[Goal of the exercise] Rewrite everything from the line containing "of the woman" down to the final line below as a JSON list of strings, with one string per line and blank lines left out.

>> BEGIN Provided records

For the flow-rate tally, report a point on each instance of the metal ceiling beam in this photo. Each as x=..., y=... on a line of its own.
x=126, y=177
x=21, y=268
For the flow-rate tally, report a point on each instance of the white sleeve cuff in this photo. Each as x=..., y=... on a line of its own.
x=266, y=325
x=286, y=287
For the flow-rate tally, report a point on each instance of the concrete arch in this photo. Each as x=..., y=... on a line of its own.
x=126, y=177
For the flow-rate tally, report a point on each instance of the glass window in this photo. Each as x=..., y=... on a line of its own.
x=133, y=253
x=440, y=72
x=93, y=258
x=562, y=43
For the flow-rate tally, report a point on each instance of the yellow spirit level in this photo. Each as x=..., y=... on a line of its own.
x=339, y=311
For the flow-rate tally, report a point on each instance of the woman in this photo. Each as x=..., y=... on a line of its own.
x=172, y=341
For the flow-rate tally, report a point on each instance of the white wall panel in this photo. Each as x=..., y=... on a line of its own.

>> END Provided records

[Answer to the exercise]
[
  "For the flow-rate tally, report a point on each instance of the woman in this photo. Each as x=..., y=... on a line of its own.",
  "x=172, y=341",
  "For the flow-rate tally, report a point on each instance of the white wall panel in this photo. Each as x=..., y=... on a line of its own."
]